___ DATA SUPPLIED ___

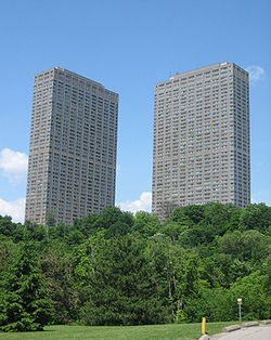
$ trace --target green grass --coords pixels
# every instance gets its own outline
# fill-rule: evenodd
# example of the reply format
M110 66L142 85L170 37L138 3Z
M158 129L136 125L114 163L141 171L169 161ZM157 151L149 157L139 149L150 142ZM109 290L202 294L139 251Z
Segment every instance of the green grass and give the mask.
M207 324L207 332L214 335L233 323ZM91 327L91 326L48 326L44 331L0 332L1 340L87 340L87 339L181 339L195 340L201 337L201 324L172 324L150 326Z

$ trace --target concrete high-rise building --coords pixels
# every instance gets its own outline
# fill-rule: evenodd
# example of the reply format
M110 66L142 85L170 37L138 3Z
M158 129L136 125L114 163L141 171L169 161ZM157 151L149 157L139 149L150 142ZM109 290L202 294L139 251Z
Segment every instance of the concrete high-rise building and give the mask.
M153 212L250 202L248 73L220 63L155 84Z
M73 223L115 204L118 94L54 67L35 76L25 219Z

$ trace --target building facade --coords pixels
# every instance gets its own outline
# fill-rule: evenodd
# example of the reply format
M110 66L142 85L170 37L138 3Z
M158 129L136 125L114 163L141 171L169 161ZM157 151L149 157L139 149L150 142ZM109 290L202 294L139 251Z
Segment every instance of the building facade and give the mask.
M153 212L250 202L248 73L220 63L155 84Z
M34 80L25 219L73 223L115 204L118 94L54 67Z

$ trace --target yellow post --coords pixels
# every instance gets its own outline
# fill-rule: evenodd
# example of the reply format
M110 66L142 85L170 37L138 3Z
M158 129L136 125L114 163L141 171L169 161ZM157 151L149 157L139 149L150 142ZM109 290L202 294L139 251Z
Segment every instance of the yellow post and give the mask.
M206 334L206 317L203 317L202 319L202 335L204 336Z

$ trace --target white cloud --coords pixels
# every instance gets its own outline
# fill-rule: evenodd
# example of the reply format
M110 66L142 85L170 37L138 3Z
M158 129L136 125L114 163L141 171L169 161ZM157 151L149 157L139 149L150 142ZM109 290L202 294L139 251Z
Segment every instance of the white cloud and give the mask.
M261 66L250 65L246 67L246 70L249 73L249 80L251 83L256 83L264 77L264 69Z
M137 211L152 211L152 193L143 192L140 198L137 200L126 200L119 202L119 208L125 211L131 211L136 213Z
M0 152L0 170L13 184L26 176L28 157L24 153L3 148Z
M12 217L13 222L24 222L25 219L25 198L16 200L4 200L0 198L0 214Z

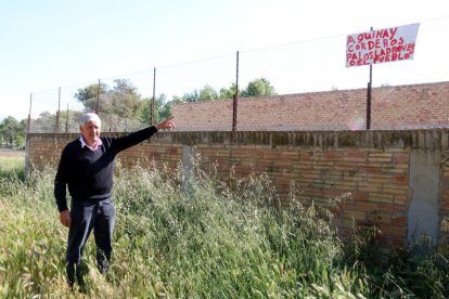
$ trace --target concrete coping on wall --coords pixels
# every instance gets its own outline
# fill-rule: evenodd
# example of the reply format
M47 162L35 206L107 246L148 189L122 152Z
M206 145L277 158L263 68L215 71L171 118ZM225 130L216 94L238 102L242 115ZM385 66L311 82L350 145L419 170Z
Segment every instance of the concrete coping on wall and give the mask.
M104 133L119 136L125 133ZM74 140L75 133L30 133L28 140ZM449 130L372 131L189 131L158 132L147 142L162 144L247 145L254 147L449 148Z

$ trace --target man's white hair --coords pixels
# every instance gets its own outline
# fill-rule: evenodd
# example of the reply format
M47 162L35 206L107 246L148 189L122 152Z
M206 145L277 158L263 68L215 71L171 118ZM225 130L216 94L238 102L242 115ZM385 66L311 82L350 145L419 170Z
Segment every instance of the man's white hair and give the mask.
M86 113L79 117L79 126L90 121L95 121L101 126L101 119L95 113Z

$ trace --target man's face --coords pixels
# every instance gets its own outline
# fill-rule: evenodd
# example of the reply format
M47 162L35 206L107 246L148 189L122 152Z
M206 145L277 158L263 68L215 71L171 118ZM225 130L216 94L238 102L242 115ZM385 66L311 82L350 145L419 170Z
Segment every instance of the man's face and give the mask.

___

- WHAT IS REQUIRED -
Revise all of the records above, replacing "give the mask" with "return the polygon" wherever it occurs and keeping every other character unchanged. Leave the pictures out of the revised version.

- TASK RESULT -
$ trace --target green grass --coords pixels
# every instance gets its own outline
# fill-rule: evenodd
# example of the reply format
M110 66L142 85L170 37L138 3Z
M158 129L136 125L114 163L141 171L169 161ZM157 151L149 157L139 149L150 142ZM109 290L202 294L139 251Z
Segment every instance of the green grass and return the polygon.
M207 324L207 332L214 335L233 323ZM91 327L91 326L48 326L44 331L0 332L1 340L87 340L87 339L181 339L195 340L201 337L201 324L172 324L150 326Z

$ trace --target concrete high-rise building --coords pixels
# every instance gets its own outline
# fill-rule: evenodd
# example of the reply format
M110 66L142 85L170 37L138 3Z
M158 129L136 125L114 163L141 171L169 161ZM157 151L149 157L139 149L150 142ZM109 290L202 294L139 251Z
Segment every instance of the concrete high-rise building and return the polygon.
M153 212L250 202L248 73L220 63L155 84Z
M73 223L115 204L118 94L54 67L35 76L25 219Z

$ trace --target building facade --coords pixels
# every instance gets its own outline
# fill-rule: evenodd
# example of the reply format
M110 66L142 85L170 37L138 3Z
M158 129L136 125L114 163L141 171L169 161ZM157 151L149 157L139 149L150 142ZM109 290L202 294L139 251Z
Segment every instance of the building facade and return the polygon.
M153 212L250 202L248 73L220 63L155 84Z
M34 80L25 219L73 223L115 204L118 94L54 67Z

$ trace --target yellow post --coords pixels
# every instance gets its own outline
# fill-rule: evenodd
# example of the reply format
M110 66L142 85L170 37L138 3Z
M158 129L136 125L114 163L141 171L169 161ZM157 151L149 157L139 149L150 142ZM109 290L202 294L139 251Z
Segment every instance of the yellow post and return the polygon.
M206 334L206 317L203 317L202 319L202 335L204 336Z

$ trace --target white cloud --coords pixels
# every instance gets its own outline
# fill-rule: evenodd
# example of the reply format
M110 66L142 85L170 37L138 3Z
M158 129L136 125L114 163L141 171L169 161ZM157 151L149 157L139 149L150 142ZM109 290L202 294L139 251Z
Segment every instance of the white cloud and return the polygon.
M261 66L250 65L246 67L246 70L249 73L249 80L251 83L256 83L264 77L264 69Z
M137 211L152 211L152 193L143 192L140 198L137 200L126 200L119 202L119 208L125 211L131 211L136 213Z
M0 152L0 170L13 184L26 176L28 157L24 153L3 148Z
M12 217L13 222L24 222L25 219L25 198L16 200L4 200L0 198L0 214Z

$ trace --target concrete coping on wall --coords pixels
# every instance gets its own outline
# fill-rule: evenodd
# example of the reply format
M47 162L35 206L107 246L148 189L122 152Z
M206 145L277 158L263 68L215 71L171 118ZM225 130L216 94L238 102L242 115ZM385 66L311 82L350 145L419 170Z
Segment every instance of the concrete coping on wall and return the polygon.
M104 133L119 136L125 133ZM74 140L75 133L30 133L28 140ZM449 130L372 131L189 131L158 132L147 142L162 144L247 145L254 147L449 148Z

$ trace --target man's white hair --coords pixels
# every instance gets its own outline
# fill-rule: evenodd
# example of the reply format
M47 162L35 206L107 246L148 189L122 152Z
M206 145L277 158L263 68L215 71L171 118ZM225 130L216 94L238 102L242 115ZM385 66L311 82L350 145L419 170Z
Segment every instance of the man's white hair and return the polygon.
M86 113L79 117L79 126L90 121L95 121L101 126L101 119L95 113Z

$ trace --target man's face --coords pixels
# every instance gets its own outline
# fill-rule: evenodd
# example of the reply format
M47 162L35 206L107 246L148 189L122 152Z
M206 145L277 158L263 68L215 71L171 118ZM225 130L216 94L238 102L242 115ZM385 66L311 82L350 145L419 170Z
Segment every instance of the man's face and return the polygon.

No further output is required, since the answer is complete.